BEGIN DATA SHOWN

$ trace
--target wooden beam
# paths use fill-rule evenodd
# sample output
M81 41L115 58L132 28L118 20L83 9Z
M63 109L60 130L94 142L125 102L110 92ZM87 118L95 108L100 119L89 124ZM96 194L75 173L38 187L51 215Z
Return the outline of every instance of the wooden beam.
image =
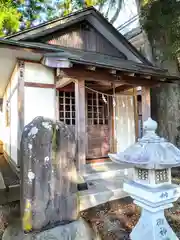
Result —
M49 84L49 83L36 83L36 82L25 82L25 87L37 87L37 88L55 88L55 84Z
M18 167L21 167L21 137L24 129L24 61L18 61L18 74L17 165Z
M96 71L88 71L82 66L75 66L73 68L62 69L61 72L64 77L86 79L86 81L119 82L132 86L152 86L159 84L159 81L157 80L128 76L122 73L112 75L109 73L108 69L96 69Z
M95 67L95 66L90 66L90 65L88 65L88 66L86 66L86 69L87 69L87 70L90 70L90 71L95 71L95 70L96 70L96 67Z
M151 116L150 87L142 87L142 121Z
M86 164L85 81L75 82L77 168L83 174Z
M51 68L70 68L72 63L67 58L44 57L42 64Z
M56 82L56 88L63 88L65 86L67 86L68 84L72 83L73 81L74 81L74 79L72 79L72 78L63 77Z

END DATA SHOWN

#### [STATED EXERCISE]
Copy the records above with every "wooden beam" replaced by "steel girder" and nothing else changed. Omit the pictures.

#### [RESULT FOR THIS EXERCISE]
$ trace
--target steel girder
# paths use fill-rule evenodd
# sample output
M81 41L115 58L132 28L118 20L83 9Z
M63 109L60 130L94 142L125 102L110 92ZM87 118L95 108L100 119L89 124ZM96 194L75 173L38 187L51 215Z
Return the outline of every instance of the steel girder.
image =
Result —
M49 84L49 83L36 83L36 82L25 82L25 87L37 87L37 88L55 88L55 84Z
M18 167L21 167L21 137L24 129L24 61L18 61L18 74L17 165Z
M96 71L88 71L82 66L75 66L73 68L62 69L61 72L64 77L86 79L86 81L119 82L132 86L152 86L159 84L159 81L157 80L128 76L122 73L112 75L109 73L108 69L96 69Z
M95 67L95 66L90 66L90 65L88 65L88 66L86 66L86 69L87 69L87 70L90 70L90 71L95 71L95 70L96 70L96 67Z
M151 116L150 87L142 87L142 121Z
M86 164L85 81L75 82L77 168L83 174Z
M51 68L70 68L72 63L67 58L44 57L42 64Z
M56 82L56 88L63 88L65 86L67 86L68 84L72 83L73 81L74 81L74 79L72 79L72 78L63 77Z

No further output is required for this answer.